Exercise task: Copy the records starting at the line containing "The large green" and ending at the line containing "130,54 -> 194,94", requests included, and add 44 to every bounding-box coordinate in the answers.

BEGIN

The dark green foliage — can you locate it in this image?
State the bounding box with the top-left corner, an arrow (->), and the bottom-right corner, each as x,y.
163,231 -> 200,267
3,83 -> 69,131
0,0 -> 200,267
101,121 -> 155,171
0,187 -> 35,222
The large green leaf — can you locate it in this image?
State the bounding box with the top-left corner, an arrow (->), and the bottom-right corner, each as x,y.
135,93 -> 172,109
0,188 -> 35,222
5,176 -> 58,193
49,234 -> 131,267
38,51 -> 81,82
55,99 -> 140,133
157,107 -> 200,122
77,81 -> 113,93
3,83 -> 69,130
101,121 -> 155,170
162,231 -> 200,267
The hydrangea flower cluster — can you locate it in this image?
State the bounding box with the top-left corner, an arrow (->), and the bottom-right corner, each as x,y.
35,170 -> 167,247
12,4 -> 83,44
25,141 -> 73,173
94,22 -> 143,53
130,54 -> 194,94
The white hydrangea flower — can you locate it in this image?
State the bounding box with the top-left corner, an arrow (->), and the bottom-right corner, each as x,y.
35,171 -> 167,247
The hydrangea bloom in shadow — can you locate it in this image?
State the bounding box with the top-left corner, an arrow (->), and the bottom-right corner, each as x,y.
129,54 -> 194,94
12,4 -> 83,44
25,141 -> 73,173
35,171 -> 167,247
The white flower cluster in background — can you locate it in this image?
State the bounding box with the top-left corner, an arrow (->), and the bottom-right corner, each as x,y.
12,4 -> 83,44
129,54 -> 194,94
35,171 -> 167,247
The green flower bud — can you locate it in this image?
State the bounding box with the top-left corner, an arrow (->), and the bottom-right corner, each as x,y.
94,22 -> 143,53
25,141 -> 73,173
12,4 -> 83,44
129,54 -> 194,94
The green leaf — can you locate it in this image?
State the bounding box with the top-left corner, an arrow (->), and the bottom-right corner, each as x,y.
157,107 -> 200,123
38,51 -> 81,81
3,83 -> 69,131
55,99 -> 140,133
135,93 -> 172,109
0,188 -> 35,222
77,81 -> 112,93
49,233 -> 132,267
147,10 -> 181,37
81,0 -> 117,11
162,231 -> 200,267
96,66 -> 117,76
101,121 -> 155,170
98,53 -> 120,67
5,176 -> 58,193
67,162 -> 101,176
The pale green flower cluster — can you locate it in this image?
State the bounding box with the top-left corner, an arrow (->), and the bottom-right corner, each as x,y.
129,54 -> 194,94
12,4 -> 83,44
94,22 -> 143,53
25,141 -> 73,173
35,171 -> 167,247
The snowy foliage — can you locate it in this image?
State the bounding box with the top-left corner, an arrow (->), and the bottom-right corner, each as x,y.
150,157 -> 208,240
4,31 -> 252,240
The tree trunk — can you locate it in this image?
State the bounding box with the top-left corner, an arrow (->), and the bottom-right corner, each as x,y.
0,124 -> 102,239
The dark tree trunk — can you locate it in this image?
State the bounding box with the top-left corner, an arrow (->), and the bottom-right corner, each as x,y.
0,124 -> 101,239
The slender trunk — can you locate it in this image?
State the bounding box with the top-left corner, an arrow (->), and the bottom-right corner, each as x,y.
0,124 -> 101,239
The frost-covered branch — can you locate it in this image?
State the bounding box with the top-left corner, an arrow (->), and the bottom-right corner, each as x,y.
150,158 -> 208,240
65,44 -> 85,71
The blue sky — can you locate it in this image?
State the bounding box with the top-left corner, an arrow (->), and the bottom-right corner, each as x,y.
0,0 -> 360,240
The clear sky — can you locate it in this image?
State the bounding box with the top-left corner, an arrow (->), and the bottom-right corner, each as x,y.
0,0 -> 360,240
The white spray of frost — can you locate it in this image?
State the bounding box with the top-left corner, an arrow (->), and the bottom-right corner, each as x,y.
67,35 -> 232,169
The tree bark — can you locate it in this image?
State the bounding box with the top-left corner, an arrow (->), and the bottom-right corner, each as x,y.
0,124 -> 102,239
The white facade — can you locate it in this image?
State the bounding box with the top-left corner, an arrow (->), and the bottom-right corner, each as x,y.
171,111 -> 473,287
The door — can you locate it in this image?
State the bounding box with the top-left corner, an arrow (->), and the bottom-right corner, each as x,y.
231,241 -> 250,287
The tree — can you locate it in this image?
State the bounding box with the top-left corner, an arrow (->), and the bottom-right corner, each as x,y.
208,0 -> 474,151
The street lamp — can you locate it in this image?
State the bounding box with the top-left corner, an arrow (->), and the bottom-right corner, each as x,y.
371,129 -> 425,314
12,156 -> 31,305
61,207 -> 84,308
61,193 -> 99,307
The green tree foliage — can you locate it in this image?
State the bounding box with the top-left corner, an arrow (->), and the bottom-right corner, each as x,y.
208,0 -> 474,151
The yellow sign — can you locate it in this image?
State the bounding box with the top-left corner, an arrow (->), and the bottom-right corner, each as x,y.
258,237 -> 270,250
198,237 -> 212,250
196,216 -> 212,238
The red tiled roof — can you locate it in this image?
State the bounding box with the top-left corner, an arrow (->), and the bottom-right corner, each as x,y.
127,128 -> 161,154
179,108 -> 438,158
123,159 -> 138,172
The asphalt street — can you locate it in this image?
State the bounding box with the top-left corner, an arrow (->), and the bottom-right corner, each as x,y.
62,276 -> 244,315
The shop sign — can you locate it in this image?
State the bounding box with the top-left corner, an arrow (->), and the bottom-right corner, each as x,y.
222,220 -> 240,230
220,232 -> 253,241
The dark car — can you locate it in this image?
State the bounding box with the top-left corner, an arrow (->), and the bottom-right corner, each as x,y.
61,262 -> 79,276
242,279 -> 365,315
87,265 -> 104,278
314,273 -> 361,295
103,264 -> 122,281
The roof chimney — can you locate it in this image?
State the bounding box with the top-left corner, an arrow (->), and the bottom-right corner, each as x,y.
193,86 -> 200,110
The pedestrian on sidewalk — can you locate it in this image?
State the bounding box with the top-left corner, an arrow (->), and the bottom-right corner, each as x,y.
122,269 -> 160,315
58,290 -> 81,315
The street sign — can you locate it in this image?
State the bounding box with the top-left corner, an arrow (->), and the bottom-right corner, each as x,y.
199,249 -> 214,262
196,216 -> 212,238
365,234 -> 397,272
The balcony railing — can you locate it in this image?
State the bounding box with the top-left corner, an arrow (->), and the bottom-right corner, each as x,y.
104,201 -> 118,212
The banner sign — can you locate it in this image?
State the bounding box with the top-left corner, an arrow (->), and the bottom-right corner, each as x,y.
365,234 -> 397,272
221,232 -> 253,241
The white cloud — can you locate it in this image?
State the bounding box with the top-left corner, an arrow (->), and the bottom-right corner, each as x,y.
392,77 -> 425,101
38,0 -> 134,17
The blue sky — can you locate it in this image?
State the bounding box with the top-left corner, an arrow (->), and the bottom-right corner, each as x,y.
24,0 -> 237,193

END

Written reply:
The large green leaf — can you locate it in this image?
State the bounding box with the top-left corner, an arrow (->), and the bottom-right corner, each as x,y.
179,137 -> 216,153
44,232 -> 79,266
49,220 -> 102,237
93,278 -> 175,311
82,95 -> 125,126
99,143 -> 184,177
201,151 -> 244,166
121,125 -> 157,137
47,127 -> 113,174
145,165 -> 199,214
206,275 -> 244,311
The hydrangea flower cluster — can you locate it in this image?
State the bounding box with the top-left corner, an arrow (->), and the bottom-right corner, each as x,y.
79,214 -> 211,291
56,48 -> 127,88
69,185 -> 117,217
138,66 -> 187,97
174,98 -> 238,138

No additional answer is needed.